▶ [Texte de l'exercice]
Avec le succès, les shows et les tournées s’enchaînent sans réel arrêt, c’est impressionnant. Ils marchent au speed et au pétard pour tenir le rythme. C’est l’époque des drogues (66 et plus) : arrivée du LSD, de la cocaïne, et de l’héroïne… « Ken Kesey porte une lourde responsabilité » ! nous dit Keith : un peu facile je trouve pour se dédouaner… Ils font plusieurs voyages à Tanger, c’est le début de l’histoire avec Anita dont la relation avec Brian Jones est de toutes façons en train de mal tourner. Anita Pallenberg est magnifique, possède une très forte personnalité, mais elle est aussi accro aux drogues, ce qui compliquera leur relation quand plusieurs années plus tard, Keith décrochera.

[Entrées du jeu de données]
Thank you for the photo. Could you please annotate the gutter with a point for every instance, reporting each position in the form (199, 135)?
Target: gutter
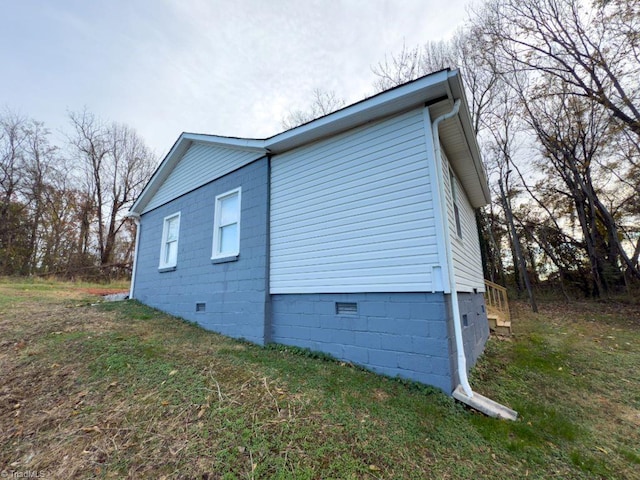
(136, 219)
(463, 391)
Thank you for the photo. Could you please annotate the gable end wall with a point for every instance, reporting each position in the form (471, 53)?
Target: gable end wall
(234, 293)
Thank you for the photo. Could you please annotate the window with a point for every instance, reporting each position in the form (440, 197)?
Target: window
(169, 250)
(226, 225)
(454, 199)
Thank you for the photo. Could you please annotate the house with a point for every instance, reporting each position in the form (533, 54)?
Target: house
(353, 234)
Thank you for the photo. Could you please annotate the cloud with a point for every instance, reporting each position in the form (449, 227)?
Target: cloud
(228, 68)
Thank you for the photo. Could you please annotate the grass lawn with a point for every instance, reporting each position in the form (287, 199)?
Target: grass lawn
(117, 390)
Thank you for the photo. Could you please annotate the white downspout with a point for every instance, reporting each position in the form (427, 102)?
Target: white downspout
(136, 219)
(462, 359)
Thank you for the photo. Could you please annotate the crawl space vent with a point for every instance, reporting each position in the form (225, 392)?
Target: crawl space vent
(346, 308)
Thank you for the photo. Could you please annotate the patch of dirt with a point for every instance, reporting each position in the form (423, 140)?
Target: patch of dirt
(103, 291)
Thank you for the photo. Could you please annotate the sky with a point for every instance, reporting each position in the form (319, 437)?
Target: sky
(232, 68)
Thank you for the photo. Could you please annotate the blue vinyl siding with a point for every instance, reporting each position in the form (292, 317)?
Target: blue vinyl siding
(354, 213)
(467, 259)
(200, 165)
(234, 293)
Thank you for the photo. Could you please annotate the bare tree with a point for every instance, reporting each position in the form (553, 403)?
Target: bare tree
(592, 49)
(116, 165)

...

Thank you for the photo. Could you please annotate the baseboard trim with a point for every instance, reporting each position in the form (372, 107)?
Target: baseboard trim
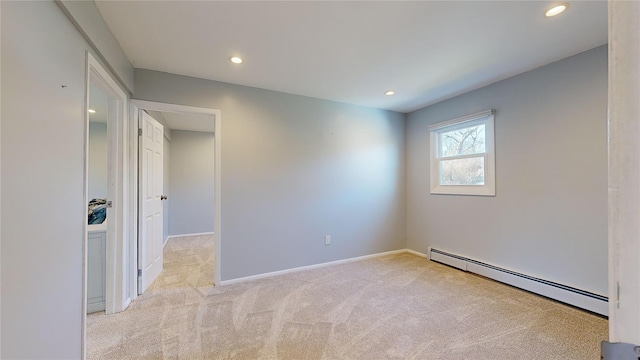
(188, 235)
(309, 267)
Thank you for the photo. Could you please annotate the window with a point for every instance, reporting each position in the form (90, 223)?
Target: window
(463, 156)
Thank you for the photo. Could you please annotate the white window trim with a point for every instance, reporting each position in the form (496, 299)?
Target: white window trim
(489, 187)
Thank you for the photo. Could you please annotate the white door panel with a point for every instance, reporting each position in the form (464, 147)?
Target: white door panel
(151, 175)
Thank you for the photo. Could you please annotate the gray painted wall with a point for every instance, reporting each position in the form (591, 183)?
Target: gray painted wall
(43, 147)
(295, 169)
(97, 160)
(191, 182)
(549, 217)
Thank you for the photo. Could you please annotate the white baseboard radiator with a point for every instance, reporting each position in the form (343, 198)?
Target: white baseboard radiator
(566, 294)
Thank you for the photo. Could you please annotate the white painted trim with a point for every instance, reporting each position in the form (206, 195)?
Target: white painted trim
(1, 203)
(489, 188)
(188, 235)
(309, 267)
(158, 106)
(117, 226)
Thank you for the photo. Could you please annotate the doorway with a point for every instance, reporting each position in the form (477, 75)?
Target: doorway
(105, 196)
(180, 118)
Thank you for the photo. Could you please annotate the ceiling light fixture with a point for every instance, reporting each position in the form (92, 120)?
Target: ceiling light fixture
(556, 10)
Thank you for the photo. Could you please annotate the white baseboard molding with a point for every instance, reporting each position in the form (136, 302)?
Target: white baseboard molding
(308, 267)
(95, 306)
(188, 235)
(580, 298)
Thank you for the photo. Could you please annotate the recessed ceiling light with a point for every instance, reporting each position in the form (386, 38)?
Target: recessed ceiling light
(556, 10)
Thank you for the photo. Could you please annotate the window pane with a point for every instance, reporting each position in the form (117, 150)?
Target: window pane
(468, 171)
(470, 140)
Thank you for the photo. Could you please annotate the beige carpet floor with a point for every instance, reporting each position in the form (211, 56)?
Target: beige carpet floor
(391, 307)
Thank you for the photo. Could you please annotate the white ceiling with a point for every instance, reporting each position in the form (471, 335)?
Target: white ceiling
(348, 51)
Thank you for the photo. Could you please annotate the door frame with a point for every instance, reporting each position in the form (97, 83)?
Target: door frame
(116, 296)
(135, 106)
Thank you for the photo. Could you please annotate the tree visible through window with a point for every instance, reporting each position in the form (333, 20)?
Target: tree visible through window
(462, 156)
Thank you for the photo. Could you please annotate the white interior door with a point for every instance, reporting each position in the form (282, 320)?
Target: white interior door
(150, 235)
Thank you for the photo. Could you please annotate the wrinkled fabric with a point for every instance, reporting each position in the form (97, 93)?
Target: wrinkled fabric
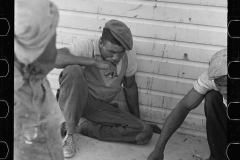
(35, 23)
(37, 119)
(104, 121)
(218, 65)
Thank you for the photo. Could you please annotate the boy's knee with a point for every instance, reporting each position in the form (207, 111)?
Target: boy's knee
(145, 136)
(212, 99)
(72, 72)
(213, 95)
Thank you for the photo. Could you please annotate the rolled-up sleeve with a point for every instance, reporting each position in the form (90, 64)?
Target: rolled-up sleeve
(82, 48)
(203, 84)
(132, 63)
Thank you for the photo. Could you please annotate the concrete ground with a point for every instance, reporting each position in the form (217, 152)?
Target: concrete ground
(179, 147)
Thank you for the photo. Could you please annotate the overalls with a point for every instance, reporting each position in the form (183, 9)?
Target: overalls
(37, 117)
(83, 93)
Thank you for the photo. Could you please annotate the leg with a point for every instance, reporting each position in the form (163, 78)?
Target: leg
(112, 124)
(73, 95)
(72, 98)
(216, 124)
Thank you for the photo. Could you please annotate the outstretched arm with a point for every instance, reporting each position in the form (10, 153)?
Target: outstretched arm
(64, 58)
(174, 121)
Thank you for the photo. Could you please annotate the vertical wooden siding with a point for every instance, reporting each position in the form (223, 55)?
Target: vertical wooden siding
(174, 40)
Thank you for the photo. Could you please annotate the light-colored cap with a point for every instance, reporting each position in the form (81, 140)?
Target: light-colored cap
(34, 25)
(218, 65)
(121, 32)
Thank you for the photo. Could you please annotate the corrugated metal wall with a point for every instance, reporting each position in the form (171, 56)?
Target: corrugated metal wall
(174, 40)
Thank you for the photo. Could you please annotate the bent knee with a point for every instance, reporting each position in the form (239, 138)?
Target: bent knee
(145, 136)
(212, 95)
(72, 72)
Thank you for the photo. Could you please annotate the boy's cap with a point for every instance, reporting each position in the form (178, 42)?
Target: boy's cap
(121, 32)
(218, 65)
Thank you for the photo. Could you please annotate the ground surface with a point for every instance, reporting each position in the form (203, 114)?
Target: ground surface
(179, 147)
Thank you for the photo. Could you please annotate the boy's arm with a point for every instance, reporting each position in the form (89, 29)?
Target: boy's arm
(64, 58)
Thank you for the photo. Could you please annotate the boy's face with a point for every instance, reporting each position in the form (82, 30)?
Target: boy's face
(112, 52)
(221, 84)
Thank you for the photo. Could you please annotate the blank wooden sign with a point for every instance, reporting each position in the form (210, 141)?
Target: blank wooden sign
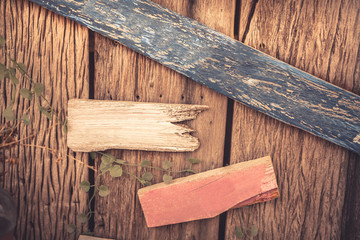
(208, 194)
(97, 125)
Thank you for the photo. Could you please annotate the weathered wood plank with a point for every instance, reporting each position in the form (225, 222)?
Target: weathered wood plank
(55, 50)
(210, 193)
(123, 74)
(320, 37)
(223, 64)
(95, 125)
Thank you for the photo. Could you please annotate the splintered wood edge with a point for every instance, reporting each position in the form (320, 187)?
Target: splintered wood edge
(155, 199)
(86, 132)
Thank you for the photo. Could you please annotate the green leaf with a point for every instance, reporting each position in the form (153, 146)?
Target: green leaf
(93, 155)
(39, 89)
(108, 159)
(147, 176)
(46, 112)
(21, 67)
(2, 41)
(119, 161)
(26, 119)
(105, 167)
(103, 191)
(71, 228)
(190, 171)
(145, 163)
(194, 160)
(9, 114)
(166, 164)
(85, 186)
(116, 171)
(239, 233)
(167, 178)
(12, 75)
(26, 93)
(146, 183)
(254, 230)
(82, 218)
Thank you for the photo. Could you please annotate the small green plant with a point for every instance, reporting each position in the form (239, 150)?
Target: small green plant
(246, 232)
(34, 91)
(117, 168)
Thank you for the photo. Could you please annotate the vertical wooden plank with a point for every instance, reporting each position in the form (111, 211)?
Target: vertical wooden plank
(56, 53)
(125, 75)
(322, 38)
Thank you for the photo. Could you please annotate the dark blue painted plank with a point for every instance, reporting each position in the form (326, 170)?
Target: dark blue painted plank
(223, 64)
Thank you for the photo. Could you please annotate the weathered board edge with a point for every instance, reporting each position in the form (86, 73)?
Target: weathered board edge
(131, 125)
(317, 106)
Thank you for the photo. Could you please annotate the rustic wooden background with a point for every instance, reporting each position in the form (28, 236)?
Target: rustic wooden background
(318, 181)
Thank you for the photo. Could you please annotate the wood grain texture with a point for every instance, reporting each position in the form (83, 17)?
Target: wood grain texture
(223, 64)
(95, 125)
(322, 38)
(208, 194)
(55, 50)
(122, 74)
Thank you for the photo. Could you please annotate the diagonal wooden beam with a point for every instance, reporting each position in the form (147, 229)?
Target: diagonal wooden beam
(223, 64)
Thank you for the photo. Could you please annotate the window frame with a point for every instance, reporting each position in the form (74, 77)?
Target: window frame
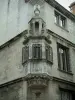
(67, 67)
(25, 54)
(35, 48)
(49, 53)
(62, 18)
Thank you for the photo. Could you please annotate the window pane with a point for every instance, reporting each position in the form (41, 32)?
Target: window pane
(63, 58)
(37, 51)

▶ [Consigne] Recopiez mot pour mot le texte de l'exercice en entier.

▶ [Réponse]
Avec le succès, les shows et les tournées s’enchaînent sans réel arrêt, c’est impressionnant. Ils marchent au speed et au pétard pour tenir le rythme. C’est l’époque des drogues (66 et plus) : arrivée du LSD, de la cocaïne, et de l’héroïne… « Ken Kesey porte une lourde responsabilité » ! nous dit Keith : un peu facile je trouve pour se dédouaner… Ils font plusieurs voyages à Tanger, c’est le début de l’histoire avec Anita dont la relation avec Brian Jones est de toutes façons en train de mal tourner. Anita Pallenberg est magnifique, possède une très forte personnalité, mais elle est aussi accro aux drogues, ce qui compliquera leur relation quand plusieurs années plus tard, Keith décrochera.